Challenge A -
Answer these questions about the marking composition passage, which is followed by records.
(i) In the method of Patent Document 1, what kind of laser beam blackens the irradiated parts?
(ii) What patent number is given for Patent Document 1?
(iii) Which three qualities of the resulting marking does the text call not necessarily sufficient?

— Start Source extract —

The present invention relates to a marking composition and an information display method. More particularly, the present invention relates to a marking composition which exhibits excellent concealing properties and heat resistance and produces a high definition marking with high contrast and excellent discrimination capability when applied to the surface of an article, and to an information display method using the marking composition.
A method of displaying information by forming a marking on the surface of an article is widely used for displaying a variety of information. For example, Patent Document 1 discloses a method of forming a marking as identification information. This method includes forming a coating layer containing a silicone resin and TiO2-coated mica on a product or a tag attached to the product, and irradiating predetermined parts of the coating layer with a carbon dioxide (CO2) laser beam to blacken the irradiated parts.
Patent Document 1: U.S. Pat. No. 5,855,969
However, the invention disclosed in Patent Document 1 pertains to a marking composition containing a pigment with transparency and strong reflection that reduce marking discrimination capability and a resin with a large heating loss. The concealing properties, discrimination capability, and heat resistance of the resulting marking are not necessarily sufficient.
The present invention has been achieved in order solve the above problem and has an object of providing a marking composition which exhibits excellent concealing properties and heat resistance and produces a high definition marking with high contrast and excellent discrimination capability when applied to the surface of an article, and to an information display method using the marking composition.

— End Source extract —

Challenge B -
Return every line of the records below that contains the string "grass". Matching is case-sensitive.

— Start Record set —

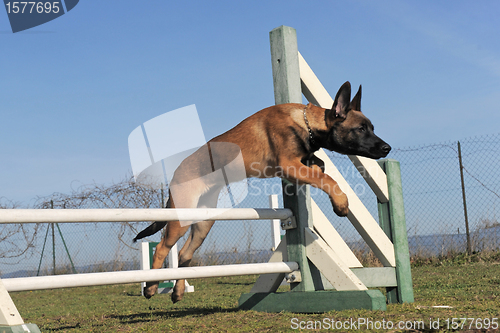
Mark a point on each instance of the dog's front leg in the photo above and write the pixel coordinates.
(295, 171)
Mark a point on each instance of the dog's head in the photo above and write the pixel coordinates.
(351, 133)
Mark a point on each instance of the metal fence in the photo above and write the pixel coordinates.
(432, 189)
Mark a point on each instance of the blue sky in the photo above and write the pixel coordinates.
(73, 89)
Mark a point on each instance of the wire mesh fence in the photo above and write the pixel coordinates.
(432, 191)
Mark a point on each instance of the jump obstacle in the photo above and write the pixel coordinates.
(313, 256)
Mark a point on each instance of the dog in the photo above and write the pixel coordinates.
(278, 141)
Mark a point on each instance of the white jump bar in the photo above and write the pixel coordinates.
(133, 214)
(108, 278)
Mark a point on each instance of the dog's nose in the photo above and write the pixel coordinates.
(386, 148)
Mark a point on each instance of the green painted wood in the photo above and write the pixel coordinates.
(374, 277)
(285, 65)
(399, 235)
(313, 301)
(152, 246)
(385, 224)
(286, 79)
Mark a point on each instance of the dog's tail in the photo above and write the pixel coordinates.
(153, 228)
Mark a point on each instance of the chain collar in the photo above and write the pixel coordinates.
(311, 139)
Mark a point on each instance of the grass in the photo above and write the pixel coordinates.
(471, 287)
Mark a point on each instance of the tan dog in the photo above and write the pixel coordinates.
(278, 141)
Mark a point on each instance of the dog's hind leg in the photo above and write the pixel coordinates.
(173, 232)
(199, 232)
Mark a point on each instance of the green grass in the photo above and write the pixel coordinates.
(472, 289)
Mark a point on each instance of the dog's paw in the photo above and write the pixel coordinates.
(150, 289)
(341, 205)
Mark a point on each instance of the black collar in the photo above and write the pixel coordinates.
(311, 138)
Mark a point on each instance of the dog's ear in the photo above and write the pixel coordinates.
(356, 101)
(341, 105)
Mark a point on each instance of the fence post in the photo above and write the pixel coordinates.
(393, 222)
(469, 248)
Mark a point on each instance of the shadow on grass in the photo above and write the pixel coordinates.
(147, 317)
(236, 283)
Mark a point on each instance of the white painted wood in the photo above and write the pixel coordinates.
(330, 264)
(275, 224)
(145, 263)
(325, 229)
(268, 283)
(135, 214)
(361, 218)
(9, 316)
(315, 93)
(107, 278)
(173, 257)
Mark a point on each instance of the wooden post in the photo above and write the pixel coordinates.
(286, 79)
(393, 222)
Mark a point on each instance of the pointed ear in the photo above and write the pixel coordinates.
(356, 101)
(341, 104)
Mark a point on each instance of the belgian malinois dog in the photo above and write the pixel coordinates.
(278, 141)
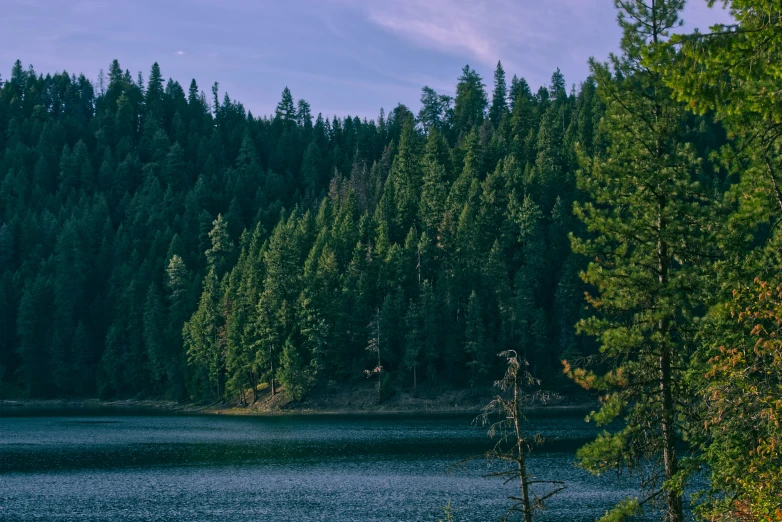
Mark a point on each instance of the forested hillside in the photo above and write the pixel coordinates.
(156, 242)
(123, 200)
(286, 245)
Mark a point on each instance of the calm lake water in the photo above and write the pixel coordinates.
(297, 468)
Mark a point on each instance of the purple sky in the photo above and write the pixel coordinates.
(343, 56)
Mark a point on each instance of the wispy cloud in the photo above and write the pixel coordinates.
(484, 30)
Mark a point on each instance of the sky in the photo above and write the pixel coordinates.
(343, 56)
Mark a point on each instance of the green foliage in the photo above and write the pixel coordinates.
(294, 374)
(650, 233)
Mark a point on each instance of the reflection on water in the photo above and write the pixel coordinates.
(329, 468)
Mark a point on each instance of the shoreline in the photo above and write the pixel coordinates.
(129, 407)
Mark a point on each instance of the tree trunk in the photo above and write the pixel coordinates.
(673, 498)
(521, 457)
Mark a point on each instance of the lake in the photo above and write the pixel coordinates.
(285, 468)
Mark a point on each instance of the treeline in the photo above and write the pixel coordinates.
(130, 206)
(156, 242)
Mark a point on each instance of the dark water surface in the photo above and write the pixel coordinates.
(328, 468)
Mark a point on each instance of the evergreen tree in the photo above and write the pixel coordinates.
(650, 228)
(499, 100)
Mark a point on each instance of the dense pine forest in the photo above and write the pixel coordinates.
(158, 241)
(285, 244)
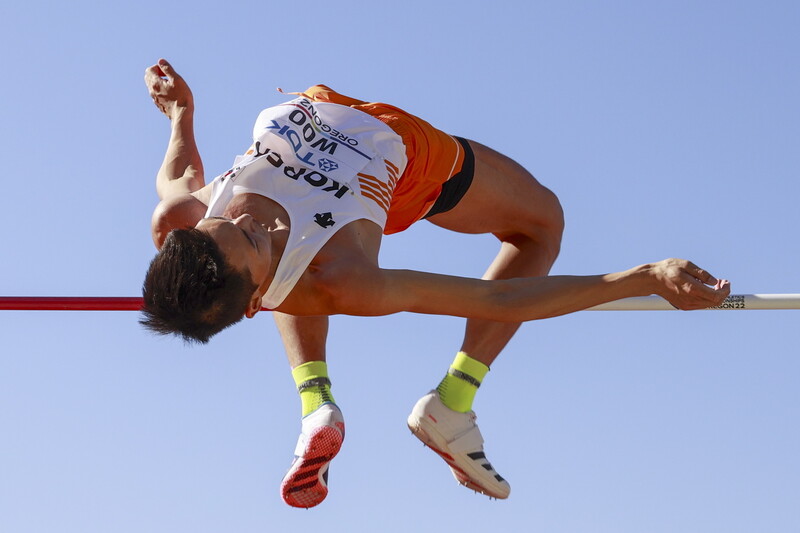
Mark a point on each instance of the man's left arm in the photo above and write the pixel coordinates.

— End Record set —

Reply A -
(i) A carbon dioxide (CO2) laser beam.
(ii) U.S. Pat. No. 5,855,969.
(iii) Concealing properties, discrimination capability and heat resistance.

Reply B -
Mark a point on each instance of the grass in the photo above and write the pixel coordinates.
Mark a point on each instance of the green grass in the photo above and write the pixel coordinates.
Mark a point on each instance of the shadow on grass in the photo above and write the pixel coordinates.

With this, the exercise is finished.